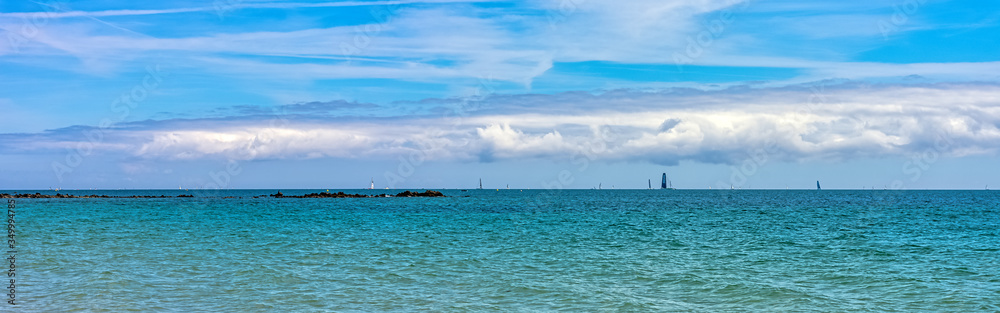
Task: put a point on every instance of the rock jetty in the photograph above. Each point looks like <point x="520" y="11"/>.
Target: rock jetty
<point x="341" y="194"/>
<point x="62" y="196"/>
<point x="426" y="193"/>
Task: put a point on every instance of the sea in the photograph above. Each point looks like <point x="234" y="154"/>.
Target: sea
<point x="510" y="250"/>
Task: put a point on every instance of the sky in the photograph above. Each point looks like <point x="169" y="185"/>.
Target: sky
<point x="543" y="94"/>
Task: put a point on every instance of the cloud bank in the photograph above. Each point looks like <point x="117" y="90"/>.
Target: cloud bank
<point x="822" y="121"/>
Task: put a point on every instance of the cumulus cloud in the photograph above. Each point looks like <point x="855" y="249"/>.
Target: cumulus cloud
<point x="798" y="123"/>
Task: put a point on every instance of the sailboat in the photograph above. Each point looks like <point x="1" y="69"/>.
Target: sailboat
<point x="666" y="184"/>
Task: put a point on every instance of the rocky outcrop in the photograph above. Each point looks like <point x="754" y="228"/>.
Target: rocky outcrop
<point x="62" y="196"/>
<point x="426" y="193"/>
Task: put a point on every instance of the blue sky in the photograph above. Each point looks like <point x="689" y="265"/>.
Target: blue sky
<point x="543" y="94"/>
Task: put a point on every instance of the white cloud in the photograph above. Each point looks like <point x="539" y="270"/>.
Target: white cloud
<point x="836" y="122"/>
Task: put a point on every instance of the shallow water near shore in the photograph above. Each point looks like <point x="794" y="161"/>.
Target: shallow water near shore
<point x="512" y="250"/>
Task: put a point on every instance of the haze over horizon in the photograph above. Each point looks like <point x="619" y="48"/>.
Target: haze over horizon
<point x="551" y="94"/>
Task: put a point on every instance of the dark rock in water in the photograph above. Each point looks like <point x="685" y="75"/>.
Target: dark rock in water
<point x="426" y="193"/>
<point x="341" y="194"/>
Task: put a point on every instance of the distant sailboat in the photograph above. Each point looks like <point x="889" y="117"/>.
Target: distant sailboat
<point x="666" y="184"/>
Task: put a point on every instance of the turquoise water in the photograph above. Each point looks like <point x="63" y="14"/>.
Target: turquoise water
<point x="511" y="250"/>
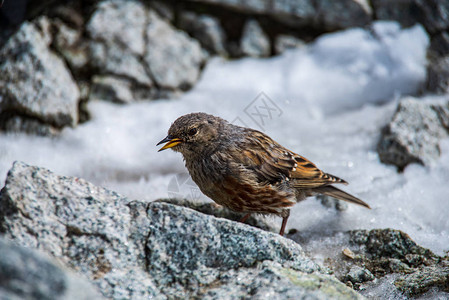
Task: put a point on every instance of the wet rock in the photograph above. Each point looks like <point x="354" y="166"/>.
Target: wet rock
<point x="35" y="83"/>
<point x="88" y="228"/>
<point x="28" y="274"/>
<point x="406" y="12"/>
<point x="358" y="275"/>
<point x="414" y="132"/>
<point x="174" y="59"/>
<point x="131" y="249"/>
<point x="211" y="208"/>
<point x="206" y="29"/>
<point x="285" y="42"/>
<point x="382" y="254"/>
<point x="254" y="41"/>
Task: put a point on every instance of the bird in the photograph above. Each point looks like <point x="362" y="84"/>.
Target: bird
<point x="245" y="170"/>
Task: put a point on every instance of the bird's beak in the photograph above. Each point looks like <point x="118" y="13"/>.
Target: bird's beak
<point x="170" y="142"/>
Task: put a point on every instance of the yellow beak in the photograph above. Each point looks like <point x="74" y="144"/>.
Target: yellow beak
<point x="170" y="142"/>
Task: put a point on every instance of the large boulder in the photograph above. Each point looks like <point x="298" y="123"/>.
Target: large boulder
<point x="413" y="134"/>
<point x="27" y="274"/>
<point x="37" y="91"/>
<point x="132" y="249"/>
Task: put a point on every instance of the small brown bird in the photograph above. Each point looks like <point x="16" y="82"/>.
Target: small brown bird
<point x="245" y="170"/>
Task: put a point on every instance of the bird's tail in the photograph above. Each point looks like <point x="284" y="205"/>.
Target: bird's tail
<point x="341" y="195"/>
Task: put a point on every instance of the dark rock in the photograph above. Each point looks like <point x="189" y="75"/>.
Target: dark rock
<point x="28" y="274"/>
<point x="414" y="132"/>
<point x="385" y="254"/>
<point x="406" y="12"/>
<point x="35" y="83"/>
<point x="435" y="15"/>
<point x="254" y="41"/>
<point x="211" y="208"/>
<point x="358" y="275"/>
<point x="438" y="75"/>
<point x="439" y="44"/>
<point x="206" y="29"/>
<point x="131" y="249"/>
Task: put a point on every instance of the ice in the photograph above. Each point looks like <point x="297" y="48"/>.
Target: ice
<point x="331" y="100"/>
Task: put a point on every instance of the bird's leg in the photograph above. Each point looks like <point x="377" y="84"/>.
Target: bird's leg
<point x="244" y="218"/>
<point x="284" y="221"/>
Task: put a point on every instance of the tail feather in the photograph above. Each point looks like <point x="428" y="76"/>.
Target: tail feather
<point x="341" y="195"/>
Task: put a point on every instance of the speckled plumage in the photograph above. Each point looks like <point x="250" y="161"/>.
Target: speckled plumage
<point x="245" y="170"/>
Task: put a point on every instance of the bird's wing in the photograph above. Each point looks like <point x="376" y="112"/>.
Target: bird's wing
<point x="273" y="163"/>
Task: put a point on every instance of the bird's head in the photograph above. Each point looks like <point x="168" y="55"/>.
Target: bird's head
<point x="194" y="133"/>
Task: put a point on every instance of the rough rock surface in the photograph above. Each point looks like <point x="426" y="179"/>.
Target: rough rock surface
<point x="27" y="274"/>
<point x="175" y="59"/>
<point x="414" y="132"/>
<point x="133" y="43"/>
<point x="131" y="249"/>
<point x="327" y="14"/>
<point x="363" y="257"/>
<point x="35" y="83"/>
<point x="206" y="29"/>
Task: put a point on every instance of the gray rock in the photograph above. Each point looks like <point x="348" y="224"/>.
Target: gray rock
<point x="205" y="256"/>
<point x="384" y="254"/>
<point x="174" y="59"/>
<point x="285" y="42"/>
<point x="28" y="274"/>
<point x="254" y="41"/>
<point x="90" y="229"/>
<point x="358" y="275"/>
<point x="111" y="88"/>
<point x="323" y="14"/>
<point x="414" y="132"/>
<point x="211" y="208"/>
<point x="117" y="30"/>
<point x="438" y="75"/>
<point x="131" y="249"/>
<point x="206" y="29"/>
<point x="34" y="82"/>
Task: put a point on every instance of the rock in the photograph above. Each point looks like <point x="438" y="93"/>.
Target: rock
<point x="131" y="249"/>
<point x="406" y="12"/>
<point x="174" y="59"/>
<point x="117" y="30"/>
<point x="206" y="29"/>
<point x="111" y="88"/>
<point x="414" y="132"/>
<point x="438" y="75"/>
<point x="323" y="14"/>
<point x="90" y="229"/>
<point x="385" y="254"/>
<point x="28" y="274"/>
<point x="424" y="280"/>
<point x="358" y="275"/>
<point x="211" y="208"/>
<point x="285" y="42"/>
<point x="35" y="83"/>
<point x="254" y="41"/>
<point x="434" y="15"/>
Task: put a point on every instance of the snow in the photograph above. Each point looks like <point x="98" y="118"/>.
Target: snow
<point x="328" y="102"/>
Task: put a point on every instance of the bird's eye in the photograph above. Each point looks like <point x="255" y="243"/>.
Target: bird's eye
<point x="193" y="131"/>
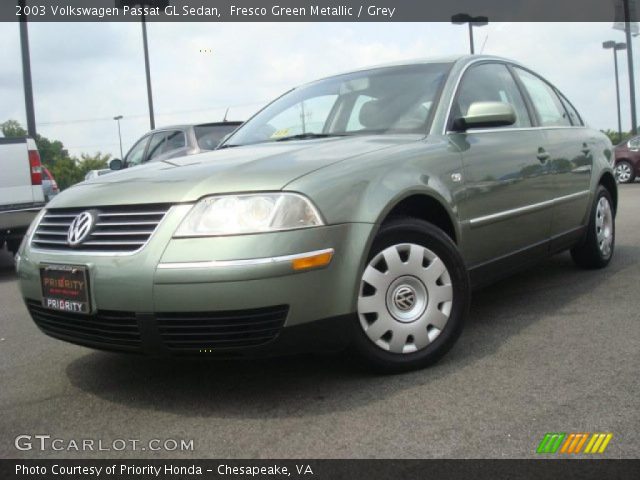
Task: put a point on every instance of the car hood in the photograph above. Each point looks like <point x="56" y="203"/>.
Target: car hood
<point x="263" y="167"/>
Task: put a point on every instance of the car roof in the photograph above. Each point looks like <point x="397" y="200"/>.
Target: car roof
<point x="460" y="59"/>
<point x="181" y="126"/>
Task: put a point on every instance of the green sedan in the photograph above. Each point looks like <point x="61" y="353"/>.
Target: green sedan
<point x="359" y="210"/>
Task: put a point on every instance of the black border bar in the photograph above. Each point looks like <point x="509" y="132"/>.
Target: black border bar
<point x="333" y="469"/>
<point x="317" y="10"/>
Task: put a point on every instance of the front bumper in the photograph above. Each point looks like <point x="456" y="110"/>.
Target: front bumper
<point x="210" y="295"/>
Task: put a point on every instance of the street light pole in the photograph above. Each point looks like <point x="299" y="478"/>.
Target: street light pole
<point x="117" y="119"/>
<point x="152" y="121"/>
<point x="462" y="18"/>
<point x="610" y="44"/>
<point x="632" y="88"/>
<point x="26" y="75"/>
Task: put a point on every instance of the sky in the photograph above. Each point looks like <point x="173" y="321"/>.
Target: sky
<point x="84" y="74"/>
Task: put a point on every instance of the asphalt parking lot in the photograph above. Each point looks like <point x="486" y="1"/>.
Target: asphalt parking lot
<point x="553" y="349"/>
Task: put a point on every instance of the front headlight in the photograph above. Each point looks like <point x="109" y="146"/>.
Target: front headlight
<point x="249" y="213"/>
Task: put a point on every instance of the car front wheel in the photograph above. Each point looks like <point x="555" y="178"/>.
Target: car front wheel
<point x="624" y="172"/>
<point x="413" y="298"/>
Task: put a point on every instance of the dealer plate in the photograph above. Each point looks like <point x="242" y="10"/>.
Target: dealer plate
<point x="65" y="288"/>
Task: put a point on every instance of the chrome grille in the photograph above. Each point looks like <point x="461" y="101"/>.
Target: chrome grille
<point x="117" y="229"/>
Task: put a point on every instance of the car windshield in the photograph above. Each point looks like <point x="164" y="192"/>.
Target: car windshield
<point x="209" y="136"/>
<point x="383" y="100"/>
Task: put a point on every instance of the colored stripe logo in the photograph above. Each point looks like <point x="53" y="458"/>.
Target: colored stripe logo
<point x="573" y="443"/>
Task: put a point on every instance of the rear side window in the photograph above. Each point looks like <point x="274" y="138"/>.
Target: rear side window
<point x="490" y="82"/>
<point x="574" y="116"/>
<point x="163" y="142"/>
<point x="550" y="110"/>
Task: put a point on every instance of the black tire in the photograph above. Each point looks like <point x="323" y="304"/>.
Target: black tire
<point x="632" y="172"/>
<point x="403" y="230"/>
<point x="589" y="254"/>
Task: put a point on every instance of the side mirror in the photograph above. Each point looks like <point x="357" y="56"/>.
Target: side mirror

--------------------------------------------------

▶ [Exercise brief]:
Look above for the line holding "Target: bird's eye" and output everything from it down to the line holding "Task: put a point on every instance of the car roof", both ends included, exactly and without images.

▶ [Solution to the exercise]:
Target: bird's eye
<point x="193" y="131"/>
Task: put a point on every instance of the car hood in the photograph above. Each point looks like <point x="56" y="203"/>.
Target: car hood
<point x="263" y="167"/>
Task: put a point on every instance of the car roof in the photograph above. Each point looks like <point x="397" y="200"/>.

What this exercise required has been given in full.